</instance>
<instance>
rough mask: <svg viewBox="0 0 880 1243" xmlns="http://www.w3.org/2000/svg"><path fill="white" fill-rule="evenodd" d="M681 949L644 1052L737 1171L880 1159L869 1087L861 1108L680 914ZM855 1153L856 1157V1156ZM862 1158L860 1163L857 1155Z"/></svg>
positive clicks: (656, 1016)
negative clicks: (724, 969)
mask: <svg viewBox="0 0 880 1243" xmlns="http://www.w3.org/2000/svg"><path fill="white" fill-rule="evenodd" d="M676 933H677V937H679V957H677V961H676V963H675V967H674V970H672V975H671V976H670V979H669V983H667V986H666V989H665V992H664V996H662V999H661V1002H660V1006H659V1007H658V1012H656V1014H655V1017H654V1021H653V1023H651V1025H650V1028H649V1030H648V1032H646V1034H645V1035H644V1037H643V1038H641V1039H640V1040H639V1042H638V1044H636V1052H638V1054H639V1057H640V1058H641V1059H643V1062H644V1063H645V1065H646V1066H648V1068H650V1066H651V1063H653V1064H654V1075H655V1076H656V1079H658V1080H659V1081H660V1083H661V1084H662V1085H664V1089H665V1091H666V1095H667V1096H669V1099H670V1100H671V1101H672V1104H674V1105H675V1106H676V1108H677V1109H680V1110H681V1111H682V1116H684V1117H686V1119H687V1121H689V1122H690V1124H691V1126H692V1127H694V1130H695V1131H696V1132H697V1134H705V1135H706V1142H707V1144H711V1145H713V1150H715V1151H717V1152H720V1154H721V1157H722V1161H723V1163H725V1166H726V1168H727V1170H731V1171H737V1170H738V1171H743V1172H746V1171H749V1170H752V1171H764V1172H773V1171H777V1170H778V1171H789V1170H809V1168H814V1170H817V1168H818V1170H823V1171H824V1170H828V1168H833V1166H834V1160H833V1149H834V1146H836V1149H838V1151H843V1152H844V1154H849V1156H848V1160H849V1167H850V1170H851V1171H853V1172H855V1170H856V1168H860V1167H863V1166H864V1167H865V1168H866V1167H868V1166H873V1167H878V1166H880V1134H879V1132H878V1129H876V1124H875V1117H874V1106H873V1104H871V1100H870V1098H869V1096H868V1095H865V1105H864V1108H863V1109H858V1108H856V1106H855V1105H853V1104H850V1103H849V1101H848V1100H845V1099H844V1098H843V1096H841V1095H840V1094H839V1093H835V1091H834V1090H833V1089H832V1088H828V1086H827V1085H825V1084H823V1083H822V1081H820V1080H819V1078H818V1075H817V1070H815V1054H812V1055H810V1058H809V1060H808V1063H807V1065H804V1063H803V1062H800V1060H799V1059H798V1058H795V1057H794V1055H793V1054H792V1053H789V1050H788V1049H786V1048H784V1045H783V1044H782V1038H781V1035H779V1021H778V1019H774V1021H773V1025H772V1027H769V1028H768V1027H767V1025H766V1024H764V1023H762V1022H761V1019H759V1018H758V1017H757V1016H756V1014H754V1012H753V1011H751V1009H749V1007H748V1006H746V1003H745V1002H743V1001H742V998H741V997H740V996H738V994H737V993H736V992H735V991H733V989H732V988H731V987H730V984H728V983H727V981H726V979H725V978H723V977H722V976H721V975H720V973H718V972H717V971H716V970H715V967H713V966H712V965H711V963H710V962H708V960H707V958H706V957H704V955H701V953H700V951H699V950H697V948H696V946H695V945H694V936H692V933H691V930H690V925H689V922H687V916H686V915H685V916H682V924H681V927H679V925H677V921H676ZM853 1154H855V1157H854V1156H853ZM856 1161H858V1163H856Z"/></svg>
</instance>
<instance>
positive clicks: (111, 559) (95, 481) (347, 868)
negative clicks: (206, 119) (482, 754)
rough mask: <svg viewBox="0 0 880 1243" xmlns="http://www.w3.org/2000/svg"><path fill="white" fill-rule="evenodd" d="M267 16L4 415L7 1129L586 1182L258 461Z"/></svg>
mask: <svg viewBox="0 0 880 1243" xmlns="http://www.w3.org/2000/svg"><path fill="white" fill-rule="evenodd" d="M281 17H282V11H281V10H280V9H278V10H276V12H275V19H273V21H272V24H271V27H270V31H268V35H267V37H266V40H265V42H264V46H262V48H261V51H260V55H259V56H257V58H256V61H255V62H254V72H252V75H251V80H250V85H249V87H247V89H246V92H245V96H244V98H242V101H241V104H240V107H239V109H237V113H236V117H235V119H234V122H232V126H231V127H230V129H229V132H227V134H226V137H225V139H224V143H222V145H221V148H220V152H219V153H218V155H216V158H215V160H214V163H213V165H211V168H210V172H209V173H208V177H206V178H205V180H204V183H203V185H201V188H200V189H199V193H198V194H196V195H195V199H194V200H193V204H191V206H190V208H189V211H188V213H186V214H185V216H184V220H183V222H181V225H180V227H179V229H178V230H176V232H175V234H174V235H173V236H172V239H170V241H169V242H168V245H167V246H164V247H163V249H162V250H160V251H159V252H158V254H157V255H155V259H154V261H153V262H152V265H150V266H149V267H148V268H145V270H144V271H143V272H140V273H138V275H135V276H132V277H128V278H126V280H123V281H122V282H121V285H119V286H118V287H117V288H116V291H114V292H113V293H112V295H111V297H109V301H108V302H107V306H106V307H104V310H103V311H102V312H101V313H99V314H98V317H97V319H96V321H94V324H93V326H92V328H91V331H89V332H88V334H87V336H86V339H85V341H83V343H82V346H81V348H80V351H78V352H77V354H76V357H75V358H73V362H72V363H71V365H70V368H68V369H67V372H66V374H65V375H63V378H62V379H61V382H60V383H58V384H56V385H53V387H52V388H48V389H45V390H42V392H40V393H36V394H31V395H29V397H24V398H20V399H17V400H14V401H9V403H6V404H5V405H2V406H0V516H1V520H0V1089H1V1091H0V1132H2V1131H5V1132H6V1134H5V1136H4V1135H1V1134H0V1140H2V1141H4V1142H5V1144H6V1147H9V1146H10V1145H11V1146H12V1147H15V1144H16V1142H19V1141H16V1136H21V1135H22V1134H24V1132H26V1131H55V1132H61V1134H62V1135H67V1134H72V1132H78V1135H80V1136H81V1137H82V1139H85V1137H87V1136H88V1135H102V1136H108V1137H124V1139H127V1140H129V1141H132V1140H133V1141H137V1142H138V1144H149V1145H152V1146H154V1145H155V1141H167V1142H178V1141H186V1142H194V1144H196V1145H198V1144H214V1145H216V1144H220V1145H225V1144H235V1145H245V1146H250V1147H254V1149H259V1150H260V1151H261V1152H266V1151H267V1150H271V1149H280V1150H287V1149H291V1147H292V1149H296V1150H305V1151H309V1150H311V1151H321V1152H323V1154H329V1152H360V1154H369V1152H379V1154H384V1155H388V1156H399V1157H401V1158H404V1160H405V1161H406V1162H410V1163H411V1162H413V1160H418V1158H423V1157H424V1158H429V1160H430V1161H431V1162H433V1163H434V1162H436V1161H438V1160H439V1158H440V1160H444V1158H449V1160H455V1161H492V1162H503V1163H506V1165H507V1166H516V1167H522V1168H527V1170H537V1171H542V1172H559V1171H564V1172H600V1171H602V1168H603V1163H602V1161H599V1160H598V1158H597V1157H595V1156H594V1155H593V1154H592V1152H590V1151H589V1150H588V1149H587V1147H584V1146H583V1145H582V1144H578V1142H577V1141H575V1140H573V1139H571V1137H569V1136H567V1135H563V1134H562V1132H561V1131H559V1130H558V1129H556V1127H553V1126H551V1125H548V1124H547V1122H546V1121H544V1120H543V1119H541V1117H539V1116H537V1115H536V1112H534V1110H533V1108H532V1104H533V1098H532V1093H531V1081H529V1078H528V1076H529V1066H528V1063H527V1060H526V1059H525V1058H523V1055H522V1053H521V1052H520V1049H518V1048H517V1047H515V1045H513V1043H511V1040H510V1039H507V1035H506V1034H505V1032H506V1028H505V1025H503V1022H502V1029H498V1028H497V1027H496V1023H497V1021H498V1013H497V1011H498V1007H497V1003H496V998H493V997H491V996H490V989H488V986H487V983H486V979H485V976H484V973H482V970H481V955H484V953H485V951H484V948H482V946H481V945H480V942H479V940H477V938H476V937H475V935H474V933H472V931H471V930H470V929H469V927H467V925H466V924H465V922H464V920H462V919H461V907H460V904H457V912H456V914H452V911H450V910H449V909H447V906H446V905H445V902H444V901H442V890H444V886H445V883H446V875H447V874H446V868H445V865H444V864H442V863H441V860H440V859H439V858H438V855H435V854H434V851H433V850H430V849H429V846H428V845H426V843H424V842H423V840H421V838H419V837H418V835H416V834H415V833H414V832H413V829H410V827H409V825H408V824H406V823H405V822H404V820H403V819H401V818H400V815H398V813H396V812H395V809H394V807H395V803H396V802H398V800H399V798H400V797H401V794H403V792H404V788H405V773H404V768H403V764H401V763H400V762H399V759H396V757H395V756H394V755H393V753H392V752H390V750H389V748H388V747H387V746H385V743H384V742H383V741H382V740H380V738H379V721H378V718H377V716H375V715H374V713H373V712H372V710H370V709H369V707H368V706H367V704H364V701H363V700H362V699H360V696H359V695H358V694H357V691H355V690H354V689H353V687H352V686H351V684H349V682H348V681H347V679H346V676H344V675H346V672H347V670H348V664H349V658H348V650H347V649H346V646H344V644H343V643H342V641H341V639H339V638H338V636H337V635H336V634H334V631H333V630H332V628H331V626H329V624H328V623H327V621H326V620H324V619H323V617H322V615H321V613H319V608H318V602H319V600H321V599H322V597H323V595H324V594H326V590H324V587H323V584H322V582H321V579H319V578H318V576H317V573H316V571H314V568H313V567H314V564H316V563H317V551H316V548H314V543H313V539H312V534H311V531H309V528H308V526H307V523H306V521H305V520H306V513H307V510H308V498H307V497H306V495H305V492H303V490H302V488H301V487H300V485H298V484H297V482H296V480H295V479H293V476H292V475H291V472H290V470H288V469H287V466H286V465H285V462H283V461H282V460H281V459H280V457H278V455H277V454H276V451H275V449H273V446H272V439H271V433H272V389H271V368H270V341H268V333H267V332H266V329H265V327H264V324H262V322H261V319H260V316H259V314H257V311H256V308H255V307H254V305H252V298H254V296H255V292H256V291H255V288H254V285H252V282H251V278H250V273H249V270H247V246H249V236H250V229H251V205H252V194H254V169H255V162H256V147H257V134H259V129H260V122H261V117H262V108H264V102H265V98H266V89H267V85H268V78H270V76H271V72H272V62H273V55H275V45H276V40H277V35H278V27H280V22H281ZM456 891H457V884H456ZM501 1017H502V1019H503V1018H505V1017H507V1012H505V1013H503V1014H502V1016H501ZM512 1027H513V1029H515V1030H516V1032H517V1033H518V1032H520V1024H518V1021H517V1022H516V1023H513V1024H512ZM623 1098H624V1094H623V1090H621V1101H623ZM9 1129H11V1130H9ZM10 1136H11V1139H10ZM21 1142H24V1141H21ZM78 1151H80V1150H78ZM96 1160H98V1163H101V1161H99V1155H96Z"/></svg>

====

WORK INSTRUCTION
Copy out word for word everything from the start of the records down to the line containing "negative clicks: (724, 969)", including both ends.

ANSWER BELOW
</instance>
<instance>
rough mask: <svg viewBox="0 0 880 1243" xmlns="http://www.w3.org/2000/svg"><path fill="white" fill-rule="evenodd" d="M681 949L644 1052L737 1171L880 1159L869 1087L861 1108L680 914ZM855 1153L856 1157V1156ZM862 1158L860 1163L857 1155Z"/></svg>
positive clicks: (656, 1016)
negative clicks: (724, 969)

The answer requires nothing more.